• Exercise 1:
Filter the listing down to the lines that contain the string "wing", and copy each of those lines. Case counts.

• Page:

══════════

Like many college students, Bastida wasn't aware of many of the basics of finance until she got into student loan debt and felt obligated to pay it off on her own. Without a college fund, Bastida took out federal student loans to attend Drexel University and a Parent PLUS loan to cover the large remaining balance of tuition, which ultimately became a big bulk of her debt load. Unaware of the impact that interest rates have on loans, it wasn't until her first payment was due that she realized how much her debt had increased in comparison to what she had initially taken out. 

What started off as a Parent PLUS loan of $75,000 increased to about $90,000 — just while Bastida was in school.

Through her own research, Bastida learned about refinancing as a method to lower the interest rate of her Parent PLUS Loan. She also realized that paying off her loan as quickly as possible was the best way to go about paying less overall, rather than delaying the process, which allows for more interest to accrue. This became her motivation to develop a system to act fast.

The experience itself has taught her how to manage her expenses, and she's now motivated to help future generations of college students take control of their debt. Here are a few lessons she learned along the way.

Research and plan out your expenses

Refinancing student loans doesn't always make sense, but it did for Bastida. She was able to lower her interest rate from 7.8% to 4.98% with a private lender and therefore save thousands of dollars in interest.

Each month, Bastida made at least two loan payments immediately after she received each paycheck. "That way I wouldn't be tempted to spend the money on something I didn't need," she says.

Prior to refinancing, Bastida saved money in a savings account throughout her years in college and though she gave herself permission to tap into this pot of money while paying off her debt, she made sure to keep three months' worth savings in the account.

══════════

• Data extract:

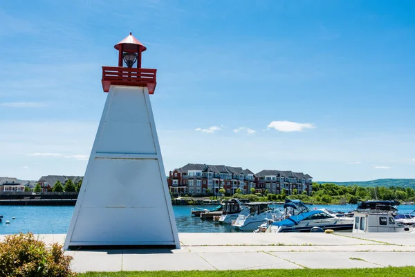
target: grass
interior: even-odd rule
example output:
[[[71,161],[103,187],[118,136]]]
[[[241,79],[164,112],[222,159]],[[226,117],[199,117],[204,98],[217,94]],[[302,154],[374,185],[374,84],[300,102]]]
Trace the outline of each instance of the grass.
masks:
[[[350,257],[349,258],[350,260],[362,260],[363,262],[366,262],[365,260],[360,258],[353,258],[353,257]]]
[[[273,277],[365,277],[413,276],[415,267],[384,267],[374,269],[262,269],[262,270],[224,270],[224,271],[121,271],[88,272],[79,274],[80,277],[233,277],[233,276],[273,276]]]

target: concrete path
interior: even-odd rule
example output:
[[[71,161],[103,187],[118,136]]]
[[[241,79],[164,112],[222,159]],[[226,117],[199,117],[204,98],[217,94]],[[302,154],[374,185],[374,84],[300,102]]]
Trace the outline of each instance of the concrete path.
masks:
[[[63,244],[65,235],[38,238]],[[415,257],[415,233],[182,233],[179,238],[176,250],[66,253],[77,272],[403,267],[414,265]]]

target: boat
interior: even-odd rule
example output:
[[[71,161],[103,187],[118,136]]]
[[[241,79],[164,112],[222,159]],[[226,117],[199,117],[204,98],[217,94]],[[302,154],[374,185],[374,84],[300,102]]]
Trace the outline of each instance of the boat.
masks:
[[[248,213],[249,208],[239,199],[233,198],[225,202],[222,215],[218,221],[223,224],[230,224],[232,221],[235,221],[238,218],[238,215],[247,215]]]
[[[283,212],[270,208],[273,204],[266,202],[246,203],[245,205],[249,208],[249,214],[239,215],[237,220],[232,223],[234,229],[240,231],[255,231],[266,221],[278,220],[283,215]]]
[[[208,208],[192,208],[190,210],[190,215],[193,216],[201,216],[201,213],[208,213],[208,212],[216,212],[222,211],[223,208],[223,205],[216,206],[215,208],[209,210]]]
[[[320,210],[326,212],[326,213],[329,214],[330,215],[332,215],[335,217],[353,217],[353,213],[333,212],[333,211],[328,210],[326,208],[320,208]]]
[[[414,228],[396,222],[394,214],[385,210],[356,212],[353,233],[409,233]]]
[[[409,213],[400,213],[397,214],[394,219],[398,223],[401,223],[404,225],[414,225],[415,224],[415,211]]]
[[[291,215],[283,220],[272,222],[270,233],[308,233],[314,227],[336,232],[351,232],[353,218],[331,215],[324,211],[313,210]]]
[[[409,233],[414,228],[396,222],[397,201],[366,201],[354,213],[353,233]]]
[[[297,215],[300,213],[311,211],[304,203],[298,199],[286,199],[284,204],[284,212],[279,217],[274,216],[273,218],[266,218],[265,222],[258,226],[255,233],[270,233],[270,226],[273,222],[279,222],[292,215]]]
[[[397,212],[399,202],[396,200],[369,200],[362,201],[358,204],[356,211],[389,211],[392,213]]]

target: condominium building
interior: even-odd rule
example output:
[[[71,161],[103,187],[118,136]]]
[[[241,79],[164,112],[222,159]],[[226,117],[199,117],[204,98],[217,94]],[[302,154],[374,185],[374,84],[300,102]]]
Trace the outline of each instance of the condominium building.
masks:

══════════

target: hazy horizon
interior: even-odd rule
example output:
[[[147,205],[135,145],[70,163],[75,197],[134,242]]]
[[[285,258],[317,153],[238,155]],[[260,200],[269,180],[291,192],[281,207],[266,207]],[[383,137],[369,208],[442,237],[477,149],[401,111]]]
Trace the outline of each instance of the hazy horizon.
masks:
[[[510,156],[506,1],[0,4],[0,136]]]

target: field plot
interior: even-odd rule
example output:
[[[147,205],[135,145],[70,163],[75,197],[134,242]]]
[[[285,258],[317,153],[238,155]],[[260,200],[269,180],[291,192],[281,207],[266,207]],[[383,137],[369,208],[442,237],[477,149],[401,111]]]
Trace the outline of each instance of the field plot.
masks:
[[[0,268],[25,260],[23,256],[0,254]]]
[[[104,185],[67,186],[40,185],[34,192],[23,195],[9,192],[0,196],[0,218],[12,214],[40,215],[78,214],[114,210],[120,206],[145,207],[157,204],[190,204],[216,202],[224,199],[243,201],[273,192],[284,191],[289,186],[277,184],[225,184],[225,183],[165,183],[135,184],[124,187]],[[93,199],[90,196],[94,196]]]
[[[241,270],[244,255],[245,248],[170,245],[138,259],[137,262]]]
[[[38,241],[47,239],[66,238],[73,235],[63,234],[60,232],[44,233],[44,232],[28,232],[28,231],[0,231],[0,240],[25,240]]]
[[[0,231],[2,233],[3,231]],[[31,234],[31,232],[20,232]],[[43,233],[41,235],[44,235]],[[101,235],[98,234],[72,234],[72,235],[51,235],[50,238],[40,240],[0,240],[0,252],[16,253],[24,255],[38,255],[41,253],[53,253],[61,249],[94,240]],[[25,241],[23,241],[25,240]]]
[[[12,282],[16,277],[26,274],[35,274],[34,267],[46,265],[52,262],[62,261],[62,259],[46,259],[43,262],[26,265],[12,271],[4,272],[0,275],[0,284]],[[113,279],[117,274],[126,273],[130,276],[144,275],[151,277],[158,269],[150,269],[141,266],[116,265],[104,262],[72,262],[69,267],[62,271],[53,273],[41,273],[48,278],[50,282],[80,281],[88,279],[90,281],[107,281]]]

══════════

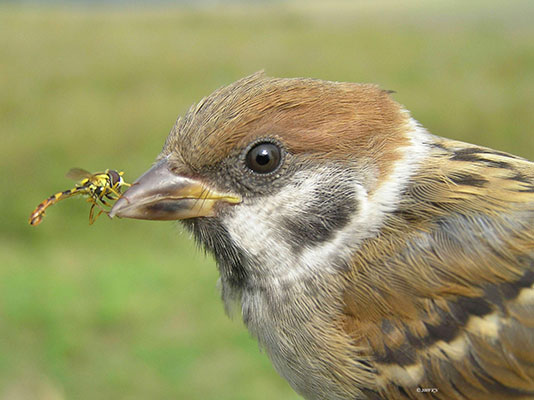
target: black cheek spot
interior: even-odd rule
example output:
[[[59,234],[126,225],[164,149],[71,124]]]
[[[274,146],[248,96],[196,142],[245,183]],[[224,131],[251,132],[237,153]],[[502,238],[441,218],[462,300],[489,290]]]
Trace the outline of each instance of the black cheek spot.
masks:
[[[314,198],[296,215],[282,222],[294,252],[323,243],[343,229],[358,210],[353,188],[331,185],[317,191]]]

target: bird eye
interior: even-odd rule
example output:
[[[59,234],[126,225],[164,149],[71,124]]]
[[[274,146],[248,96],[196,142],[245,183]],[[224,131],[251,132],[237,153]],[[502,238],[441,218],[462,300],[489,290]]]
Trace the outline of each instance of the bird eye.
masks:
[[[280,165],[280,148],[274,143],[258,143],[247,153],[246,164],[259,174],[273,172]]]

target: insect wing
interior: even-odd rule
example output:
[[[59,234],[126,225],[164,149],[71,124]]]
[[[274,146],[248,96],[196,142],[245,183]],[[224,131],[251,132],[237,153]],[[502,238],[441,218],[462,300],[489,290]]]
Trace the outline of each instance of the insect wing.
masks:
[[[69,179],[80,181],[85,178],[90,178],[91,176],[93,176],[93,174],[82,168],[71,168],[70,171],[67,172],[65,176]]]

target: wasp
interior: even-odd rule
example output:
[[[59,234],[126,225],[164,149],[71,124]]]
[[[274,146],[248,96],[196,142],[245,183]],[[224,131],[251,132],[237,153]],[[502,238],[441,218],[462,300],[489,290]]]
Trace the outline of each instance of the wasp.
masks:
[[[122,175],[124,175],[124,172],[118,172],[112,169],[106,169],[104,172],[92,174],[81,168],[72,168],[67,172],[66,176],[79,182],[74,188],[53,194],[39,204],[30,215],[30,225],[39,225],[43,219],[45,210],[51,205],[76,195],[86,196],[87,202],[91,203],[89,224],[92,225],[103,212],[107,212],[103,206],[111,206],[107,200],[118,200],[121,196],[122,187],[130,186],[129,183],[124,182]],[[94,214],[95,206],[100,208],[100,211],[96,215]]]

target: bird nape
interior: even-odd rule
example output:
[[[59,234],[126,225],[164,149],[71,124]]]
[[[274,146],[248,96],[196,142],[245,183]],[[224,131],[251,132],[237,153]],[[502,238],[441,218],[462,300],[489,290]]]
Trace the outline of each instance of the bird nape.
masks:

══════════

• Exercise 2:
In the passage about paying off student loans, what interest rate did Bastida get by refinancing with a private lender?

• Written answer 1:
target: insect wing
Trace the outline of each instance of the insect wing.

• Written answer 2:
4.98%, down from 7.8%.